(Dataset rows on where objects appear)
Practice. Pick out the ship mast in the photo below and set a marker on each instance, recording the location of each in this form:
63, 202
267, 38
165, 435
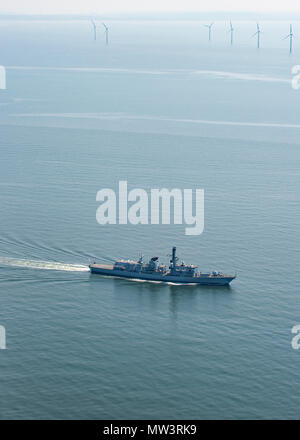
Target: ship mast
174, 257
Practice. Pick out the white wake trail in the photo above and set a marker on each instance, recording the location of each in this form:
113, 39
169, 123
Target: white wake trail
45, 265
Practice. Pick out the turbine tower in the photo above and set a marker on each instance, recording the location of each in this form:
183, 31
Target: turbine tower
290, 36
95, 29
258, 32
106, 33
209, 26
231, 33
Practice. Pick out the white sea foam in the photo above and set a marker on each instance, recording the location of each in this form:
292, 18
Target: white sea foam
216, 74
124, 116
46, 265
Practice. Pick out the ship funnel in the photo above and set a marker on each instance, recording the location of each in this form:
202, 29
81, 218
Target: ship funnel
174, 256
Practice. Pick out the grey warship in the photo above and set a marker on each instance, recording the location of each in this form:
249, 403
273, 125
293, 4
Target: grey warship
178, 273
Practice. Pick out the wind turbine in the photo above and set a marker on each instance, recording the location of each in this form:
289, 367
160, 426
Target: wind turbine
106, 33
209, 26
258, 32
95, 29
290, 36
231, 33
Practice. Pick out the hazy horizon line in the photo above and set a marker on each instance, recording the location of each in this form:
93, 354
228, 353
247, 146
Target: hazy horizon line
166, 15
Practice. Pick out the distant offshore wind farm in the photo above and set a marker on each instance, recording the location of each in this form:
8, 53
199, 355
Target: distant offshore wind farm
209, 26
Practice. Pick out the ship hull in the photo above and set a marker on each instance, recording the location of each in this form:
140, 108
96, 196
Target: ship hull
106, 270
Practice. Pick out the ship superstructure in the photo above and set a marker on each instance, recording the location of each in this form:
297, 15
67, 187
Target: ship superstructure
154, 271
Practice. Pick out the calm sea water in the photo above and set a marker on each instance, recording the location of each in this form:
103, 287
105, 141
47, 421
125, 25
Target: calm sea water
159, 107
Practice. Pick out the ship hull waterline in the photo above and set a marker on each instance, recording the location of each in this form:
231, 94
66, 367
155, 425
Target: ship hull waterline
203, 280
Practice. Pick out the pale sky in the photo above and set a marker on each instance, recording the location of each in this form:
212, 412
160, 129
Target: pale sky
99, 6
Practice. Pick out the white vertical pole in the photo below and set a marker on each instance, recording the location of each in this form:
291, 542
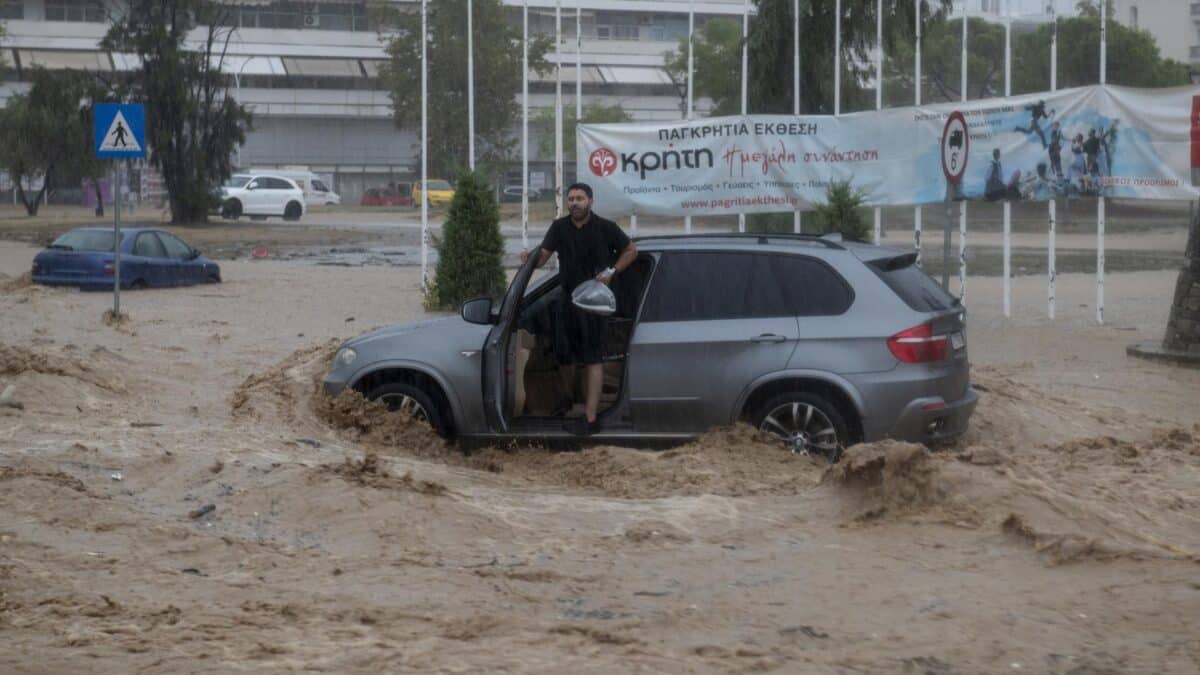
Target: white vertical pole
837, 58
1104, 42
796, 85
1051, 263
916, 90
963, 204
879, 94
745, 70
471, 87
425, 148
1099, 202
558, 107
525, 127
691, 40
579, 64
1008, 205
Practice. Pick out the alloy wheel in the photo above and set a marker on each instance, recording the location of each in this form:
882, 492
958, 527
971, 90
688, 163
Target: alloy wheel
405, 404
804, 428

STATED PROBLEM: All of the material above is to be copied exactly, except for its images.

THE RESULT:
Practice. Pick out the ship mast in the photo below and set a marker on each instance, recording the location of each in this form:
63, 202
267, 38
165, 435
Target: ship mast
174, 257
Practice. Pick out the white wake trail in the photo above and set a marker on each instance, recording the location of each in this form:
113, 39
169, 123
Target: white wake trail
45, 265
Practice. Pick out the turbine tower in the photo above and set a marker on each instance, recording the location of each in this form:
183, 31
Target: turbine tower
290, 36
95, 29
258, 32
106, 33
209, 26
231, 33
Practice. Pick out the white sea foam in the photo above and set a marker on each instance, recording the location of each in this form:
292, 18
Target: white sea foam
216, 74
124, 116
46, 265
Practice. Pick out the ship funnel in the photo above and set a marker on each instance, recording the location of each in this form:
202, 29
81, 218
Target: ship funnel
174, 256
Practice. Pick out the grey warship in the photo above and set a marker on each instance, recording the location of each in this form:
249, 403
273, 125
293, 4
Target: grey warship
178, 273
Practice. Pick out the wind turbine in the photo above and set a marker on each instance, recording the location of each in this form:
289, 367
160, 426
Target: wind turbine
106, 33
209, 26
258, 32
95, 29
290, 36
231, 33
Practice. Pick out the hazy horizon line in the photo above and set a marker on each instance, recording the location of each in this form:
93, 354
228, 353
247, 146
Target: hazy horizon line
166, 15
Practice. Pick out the distant offshore wind farm in the photo above and set a marker on each instance, recording the location of each in this form:
8, 53
199, 355
Target: distant offshore wind farm
209, 26
Practice. Pick out the ship hull in the photo above and set a marker on each instance, recording the location of each in this form:
140, 108
96, 196
Target: ship hull
106, 270
Practice. Pick out the ship superstructure in the photo above and set a marker on each instance, recording the location of each in this form:
297, 15
67, 187
Target: ship superstructure
154, 271
Practice. Pick out the calm sea water in the photo above and set a marker on each instance, recording the location of each in this form:
103, 287
105, 141
47, 421
125, 25
Target: calm sea water
159, 107
Practice. Pick out the ship hull waterline in the photo above and set a marker on each instance, recording the location of each in this form:
231, 94
66, 367
155, 425
Target: ship hull waterline
203, 280
Practice. Pick out the pale sky in the photo above and set a marker on each instance, recording the location of each in this form:
212, 412
160, 129
Target: pale sky
99, 6
Practice. Pick out the white vertical pole in the photo below and set a marker on each instance, recording the location of each in this form:
291, 542
Target: white vertical pole
837, 58
1104, 42
796, 85
1051, 263
916, 90
963, 204
879, 94
745, 70
471, 87
425, 148
1099, 202
558, 107
525, 127
691, 40
579, 64
1008, 205
Practice. Pick out the alloy wheel in the photo above and set a marker on each instance, recording the location of each in this form:
882, 492
958, 527
971, 90
688, 163
Target: alloy wheel
405, 404
804, 428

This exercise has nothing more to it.